- REQUIRED ACTIONS:
(a) In the article on Dubuque casino revenue:
(i) How much gaming revenue did Diamond Jo Casino record in the latest fiscal year?
(ii) On what date did Q Casino and Diamond Jo Casino resume operations?
(iii) Which restaurant has occupied Q Casino's ground level since early 2018?
(b) What comes after the last sentence of the article on Dubuque casino revenue? Write the next few paragraphs.

- PASSAGE SHOWN:
Prolonged closures prompted by COVID-19 resulted in a 20% decline in gaming revenue at Dubuque’s two casinos over the past 12 months.
The declines were outlined in a report by the Iowa Racing & Gaming Commission, which concluded its most recent fiscal year on June 30.
The final figures showed that Iowa casinos collectively recorded $1.16 billion in gaming revenue in fiscal year 2020, down from $1.46 billion during the previous year. The 20% decline in statewide revenue was nearly identical to the revenue dips in Dubuque.
At Diamond Jo Casino, revenues slid to $56.3 million in the latest fiscal year after reaching $69.1 million in the year ending June 30, 2019. Q Casino saw revenues slide from $50.5 million in fiscal year 2019 to $39.7 million in the latest year.
Q Casino CEO Jesus Aviles said a year that had many bright spots was derailed when the realities of COVID-19 hit home.
The spread of the virus prompted mandated shutdowns that commenced in mid-March and lasted through April and May.
“It was all related to the pandemic,” Aviles said. “Even if you look back at January and February, which usually have a very slow pace, we really came out strong in those months (in 2020). COVID came along and really slowed us down.”
The sting of these revenue losses was, to a small extent, alleviated by a successful reopening.
Both Q Casino and Diamond Jo Casino commenced operations on June 1 after prolonged closures.
The Dubuque market saw gaming revenues of $10.5 million in June, an increase of more than 3% compared to the same month in 2019. The improvement in the Dubuque market came during a month in which casinos statewide saw a decline in revenue.
While Diamond Jo saw a slight decline in gaming revenue compared to June 2019, Q Casino saw revenue jump by nearly 13%.
“We were surprised a bit by it,” said Aviles. “We cannot complain. It was a great month, and it helped us recoup a little bit.”
Aviles noted that the big numbers came at a time when many popular amenities within the casino remain off-limits.
The casino has yet to reopen The Farmhouse Kitchen, a restaurant that has occupied the casino’s ground level since early 2018. Houlihan’s, also owned by Q Casino, remains shuttered as well, according to Aviles.
Moreover, the novel coronavirus has prompted the cancellation of multiple entertainment events at the indoor Q Showroom and the outdoor Back Waters Stage.
Aviles believes that out-of-state customers contributed significantly to gaming revenues in June, noting that casinos in Illinois and many major Wisconsin markets remained closed during that month.
As these competing properties begin to reopen, gaming revenues at Q Casino could come back to earth.
“It feels like these things will level off,” he said.
Revenues from local sportsbooks, which are not included in the broader “gaming revenue” totals released by the state, provide another window into how local casinos have bounced back.

- INFORMATION SHOWN:
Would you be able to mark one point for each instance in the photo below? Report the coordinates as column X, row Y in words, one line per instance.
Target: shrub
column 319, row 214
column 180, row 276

- RESPONSES TO THE EXERCISE:
(a)
(i) $56.3 million
(ii) June 1
(iii) The Farmhouse Kitchen

(b)
Dubuque’s two sportsbooks had a combined “handle” — or the amount wagered — of about $525,000 in June. More than $465,000 of these bets were placed with Q Sportsbook, which is the only Dubuque sports-betting venue to offer a mobile betting option.
Kevin Hennessy, director of publicity for FanDuel, which operates the sportsbook within Diamond Jo, said wagering in other sports has increased considerably in the absence of sports such as baseball, basketball and hockey. In recent months, FanDuel has seen growing interest in NASCAR racing, golf and mixed martial arts.
The action on these sports leads industry experts to believe that the upcoming return of Major League Baseball, NBA and NHL will create a surge in sports wagers.
“We believe there is pent-up demand,” said Hennessy.
Aviles said about 20 employees at Q Casino have not yet resumed work. However, the vast majority of Q Casino’s workforce — which stood at 315 prior to its mandated closure — have returned.
Diamond Jo parent company Boyd Gaming in May posted a notice under the federal Worker Adjustment and Retraining Notification Act that it might let go of 25% to 60% of its workforce, which meant anywhere from 110 to 270 Dubuque workers could lose their positions. A statement issued by the company this week indicated layoffs throughout its national footprint were at the “lower end” of this range.
Boyd Gaming officials declined to comment for this story.
Casino Queen Marquette (Iowa) recorded revenues of $16.7 million in the fiscal year ending June 30, down from $21.6 million the previous year.
“In the months leading up to the pandemic, Casino Queen was starting to experience increases in revenue from prior year,” said Marketing Manager Amy White. “With the closure of the casino in March, which is typically one of our busiest months, those increases did not continue.”
She noted that all amenities there have now reopened, with the exception of its entertainment/meeting venue.